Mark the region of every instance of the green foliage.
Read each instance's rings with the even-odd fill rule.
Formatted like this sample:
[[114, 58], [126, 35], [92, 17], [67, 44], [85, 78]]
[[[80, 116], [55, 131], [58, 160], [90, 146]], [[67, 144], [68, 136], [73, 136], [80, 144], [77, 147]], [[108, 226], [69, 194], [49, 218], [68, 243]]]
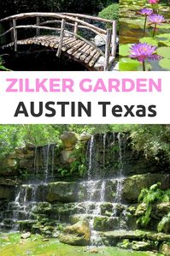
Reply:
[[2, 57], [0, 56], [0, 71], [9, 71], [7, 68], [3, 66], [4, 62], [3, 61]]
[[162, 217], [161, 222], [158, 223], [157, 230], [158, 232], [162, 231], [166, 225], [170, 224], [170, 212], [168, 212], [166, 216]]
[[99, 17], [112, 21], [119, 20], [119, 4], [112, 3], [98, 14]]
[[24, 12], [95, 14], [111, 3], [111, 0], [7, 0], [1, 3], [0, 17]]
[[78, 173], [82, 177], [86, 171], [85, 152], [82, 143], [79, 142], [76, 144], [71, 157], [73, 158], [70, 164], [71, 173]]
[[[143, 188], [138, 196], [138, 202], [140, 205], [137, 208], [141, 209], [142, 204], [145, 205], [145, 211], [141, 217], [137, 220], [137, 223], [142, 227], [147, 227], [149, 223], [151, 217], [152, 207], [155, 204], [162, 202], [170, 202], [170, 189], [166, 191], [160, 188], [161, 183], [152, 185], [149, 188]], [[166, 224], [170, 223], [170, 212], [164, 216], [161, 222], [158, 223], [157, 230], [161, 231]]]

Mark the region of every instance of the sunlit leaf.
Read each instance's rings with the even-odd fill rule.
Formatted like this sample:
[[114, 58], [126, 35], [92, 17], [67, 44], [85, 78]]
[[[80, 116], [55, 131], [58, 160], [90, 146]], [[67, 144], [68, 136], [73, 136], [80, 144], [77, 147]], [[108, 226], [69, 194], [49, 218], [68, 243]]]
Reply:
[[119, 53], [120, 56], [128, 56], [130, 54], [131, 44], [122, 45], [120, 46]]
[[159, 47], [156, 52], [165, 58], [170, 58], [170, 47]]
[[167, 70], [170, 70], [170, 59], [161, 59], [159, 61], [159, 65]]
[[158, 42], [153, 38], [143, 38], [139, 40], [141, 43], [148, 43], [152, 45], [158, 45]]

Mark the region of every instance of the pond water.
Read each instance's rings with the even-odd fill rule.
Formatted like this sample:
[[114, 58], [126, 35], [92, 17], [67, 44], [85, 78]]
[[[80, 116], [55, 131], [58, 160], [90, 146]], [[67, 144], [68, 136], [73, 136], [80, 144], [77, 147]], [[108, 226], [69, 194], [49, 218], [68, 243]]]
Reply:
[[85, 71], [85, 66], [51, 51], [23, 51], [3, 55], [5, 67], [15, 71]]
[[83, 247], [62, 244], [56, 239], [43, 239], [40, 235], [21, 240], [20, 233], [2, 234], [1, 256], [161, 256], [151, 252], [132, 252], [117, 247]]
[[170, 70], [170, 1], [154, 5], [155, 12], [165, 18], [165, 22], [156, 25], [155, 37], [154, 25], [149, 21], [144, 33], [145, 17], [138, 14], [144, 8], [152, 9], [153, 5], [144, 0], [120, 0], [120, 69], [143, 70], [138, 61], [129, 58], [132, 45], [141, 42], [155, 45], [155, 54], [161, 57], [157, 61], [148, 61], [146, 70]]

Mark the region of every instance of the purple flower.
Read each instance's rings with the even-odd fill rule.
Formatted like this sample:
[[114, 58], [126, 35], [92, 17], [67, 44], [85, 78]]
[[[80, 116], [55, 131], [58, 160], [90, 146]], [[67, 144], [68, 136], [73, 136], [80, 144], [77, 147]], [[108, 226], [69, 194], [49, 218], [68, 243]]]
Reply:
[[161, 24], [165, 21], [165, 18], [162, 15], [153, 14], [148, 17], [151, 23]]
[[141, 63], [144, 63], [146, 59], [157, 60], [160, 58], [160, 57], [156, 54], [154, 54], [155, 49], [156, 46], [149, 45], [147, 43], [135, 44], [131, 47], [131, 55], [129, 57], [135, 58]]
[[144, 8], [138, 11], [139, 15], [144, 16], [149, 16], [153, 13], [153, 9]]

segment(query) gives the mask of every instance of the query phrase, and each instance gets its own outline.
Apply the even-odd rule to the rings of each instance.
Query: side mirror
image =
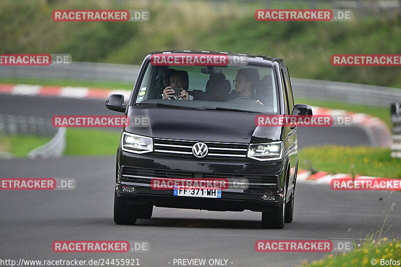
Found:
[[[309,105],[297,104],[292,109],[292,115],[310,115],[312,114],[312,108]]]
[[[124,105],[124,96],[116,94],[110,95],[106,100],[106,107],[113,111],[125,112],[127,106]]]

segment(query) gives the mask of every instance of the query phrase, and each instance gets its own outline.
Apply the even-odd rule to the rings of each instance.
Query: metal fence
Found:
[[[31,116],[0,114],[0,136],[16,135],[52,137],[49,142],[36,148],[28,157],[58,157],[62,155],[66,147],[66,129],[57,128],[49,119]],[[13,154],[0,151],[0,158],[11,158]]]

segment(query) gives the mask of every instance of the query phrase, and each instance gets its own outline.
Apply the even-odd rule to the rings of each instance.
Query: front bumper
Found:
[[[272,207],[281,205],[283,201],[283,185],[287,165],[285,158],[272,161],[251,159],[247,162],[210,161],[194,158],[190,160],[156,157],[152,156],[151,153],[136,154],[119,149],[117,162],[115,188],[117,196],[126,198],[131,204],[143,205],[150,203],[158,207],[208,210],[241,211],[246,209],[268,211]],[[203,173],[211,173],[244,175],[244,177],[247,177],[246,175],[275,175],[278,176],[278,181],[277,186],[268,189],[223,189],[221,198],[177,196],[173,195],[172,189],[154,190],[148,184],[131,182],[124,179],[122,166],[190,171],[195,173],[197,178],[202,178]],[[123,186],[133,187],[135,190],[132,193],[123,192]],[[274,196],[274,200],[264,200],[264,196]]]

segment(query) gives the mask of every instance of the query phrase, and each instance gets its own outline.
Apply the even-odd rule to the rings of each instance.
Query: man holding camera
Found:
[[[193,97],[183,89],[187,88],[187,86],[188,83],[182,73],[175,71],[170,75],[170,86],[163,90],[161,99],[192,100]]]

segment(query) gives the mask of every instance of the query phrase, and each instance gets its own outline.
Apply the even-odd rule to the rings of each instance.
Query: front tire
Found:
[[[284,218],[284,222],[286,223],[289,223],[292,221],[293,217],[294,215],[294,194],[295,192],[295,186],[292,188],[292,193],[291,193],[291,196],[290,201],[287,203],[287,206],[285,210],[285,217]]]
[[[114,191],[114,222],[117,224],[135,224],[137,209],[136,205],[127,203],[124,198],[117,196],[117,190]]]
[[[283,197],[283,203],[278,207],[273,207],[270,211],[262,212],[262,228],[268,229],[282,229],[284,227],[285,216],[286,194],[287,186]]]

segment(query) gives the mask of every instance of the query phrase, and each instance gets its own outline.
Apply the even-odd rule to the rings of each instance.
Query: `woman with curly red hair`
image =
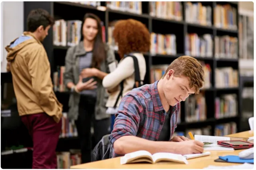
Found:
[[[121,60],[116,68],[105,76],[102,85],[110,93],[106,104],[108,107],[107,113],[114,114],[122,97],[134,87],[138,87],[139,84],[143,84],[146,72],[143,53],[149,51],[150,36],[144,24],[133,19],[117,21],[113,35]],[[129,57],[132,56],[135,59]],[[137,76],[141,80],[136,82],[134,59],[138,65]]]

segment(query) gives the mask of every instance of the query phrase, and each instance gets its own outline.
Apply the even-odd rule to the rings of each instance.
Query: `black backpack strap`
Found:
####
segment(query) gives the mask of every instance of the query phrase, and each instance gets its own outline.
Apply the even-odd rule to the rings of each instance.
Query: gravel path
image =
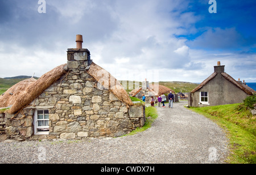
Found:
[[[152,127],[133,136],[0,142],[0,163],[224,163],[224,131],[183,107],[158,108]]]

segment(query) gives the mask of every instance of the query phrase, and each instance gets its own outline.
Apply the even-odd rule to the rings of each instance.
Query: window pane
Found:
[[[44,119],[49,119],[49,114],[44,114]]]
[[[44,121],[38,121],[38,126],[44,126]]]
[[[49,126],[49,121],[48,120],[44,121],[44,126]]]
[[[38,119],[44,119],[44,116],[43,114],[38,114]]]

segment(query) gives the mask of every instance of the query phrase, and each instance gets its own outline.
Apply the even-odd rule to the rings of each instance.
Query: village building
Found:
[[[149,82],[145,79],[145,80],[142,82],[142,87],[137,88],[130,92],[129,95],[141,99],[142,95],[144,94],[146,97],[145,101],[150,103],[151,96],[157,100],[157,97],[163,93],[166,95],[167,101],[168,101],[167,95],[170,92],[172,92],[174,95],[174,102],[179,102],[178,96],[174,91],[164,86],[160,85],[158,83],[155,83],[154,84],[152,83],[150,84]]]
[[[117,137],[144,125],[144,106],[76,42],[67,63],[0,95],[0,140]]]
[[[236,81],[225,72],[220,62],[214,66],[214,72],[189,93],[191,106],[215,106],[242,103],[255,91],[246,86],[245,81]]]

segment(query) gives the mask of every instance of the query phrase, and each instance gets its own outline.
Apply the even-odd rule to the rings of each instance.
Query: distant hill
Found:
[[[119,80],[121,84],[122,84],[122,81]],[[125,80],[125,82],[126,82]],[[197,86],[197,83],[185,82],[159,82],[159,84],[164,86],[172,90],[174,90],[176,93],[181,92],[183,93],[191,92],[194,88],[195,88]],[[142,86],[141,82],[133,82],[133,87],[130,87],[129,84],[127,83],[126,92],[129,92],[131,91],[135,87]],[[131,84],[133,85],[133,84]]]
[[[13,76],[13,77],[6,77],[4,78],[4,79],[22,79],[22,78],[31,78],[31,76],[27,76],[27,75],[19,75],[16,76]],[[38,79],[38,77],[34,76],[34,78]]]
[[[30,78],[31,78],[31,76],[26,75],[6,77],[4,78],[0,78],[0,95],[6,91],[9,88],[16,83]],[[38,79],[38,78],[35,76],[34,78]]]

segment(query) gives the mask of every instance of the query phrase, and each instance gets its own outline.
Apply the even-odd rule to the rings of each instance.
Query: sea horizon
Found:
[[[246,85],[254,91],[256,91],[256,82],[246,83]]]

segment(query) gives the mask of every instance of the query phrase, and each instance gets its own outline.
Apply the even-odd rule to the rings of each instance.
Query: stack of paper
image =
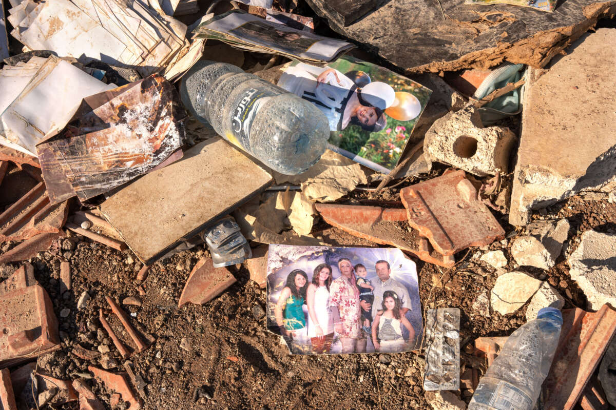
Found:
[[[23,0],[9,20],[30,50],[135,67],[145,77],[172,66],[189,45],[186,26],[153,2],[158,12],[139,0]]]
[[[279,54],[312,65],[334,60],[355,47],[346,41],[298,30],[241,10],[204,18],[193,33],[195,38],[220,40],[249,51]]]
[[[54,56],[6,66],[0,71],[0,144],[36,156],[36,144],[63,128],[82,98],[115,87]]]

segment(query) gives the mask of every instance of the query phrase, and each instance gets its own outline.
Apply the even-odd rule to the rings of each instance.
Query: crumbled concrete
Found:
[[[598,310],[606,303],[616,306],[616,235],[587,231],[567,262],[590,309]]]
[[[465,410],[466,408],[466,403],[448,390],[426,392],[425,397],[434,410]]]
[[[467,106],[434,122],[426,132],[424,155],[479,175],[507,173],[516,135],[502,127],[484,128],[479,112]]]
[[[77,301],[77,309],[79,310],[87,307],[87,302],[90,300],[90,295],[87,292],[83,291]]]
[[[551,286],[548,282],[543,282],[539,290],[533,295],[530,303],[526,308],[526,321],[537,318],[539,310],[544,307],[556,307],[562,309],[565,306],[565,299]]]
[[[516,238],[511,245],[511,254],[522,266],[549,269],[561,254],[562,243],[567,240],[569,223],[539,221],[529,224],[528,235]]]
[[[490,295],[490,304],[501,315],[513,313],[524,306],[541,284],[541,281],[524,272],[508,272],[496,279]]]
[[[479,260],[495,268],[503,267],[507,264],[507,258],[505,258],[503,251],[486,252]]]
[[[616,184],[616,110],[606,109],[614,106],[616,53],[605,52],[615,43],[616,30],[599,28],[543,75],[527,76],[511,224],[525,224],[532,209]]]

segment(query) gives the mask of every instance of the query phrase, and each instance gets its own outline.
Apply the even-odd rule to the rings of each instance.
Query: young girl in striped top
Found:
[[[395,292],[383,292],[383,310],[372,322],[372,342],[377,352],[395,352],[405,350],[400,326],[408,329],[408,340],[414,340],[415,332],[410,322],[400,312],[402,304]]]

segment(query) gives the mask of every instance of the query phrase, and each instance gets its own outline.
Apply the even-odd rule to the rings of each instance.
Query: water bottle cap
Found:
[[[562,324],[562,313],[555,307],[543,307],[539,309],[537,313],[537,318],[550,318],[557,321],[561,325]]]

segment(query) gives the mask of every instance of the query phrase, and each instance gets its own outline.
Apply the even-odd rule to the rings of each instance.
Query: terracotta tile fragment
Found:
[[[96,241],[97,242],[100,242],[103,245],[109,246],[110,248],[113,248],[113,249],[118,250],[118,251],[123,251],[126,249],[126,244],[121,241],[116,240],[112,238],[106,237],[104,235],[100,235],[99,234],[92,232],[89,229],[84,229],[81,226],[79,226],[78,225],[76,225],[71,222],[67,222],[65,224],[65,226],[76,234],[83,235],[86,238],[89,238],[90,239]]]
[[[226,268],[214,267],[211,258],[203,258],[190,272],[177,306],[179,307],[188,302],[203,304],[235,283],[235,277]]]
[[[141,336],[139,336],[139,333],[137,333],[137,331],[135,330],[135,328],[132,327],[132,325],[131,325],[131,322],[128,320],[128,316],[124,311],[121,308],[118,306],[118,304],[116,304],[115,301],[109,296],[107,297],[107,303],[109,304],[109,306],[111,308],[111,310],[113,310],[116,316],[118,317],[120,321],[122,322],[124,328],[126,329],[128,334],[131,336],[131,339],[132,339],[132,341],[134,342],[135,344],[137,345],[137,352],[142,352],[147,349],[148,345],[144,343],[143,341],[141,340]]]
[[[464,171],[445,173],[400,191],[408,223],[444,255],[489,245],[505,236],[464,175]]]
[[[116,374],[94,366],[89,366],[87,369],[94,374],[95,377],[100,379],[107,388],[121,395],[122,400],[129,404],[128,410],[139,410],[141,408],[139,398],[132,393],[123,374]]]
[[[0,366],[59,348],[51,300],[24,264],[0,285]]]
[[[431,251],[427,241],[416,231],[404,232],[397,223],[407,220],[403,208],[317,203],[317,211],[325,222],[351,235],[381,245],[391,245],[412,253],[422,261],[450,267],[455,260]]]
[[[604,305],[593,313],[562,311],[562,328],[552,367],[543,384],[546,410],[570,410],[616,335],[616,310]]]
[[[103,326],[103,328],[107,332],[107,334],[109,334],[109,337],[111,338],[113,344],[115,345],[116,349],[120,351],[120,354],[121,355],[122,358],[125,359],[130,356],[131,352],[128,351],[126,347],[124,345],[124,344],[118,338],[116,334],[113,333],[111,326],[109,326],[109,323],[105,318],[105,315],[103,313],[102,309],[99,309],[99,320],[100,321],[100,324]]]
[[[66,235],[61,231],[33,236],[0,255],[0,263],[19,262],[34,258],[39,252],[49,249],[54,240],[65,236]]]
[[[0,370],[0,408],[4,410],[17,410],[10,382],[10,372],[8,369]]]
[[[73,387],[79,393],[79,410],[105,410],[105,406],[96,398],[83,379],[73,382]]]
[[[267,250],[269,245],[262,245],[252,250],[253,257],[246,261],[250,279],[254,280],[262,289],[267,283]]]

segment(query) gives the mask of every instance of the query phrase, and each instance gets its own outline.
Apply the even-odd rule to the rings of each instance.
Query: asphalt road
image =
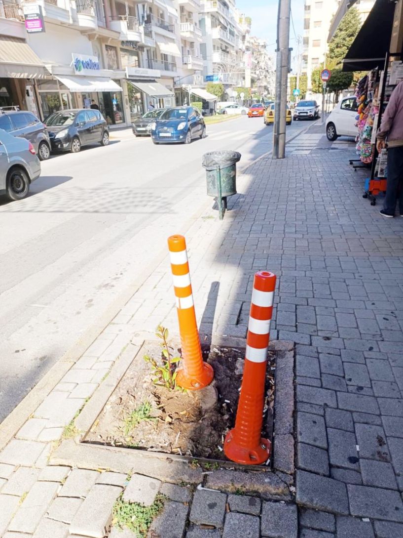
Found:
####
**BRIEF:**
Please report how many lines of the records above contain the word "front", and give only the number.

**EXERCISE OUTPUT:**
2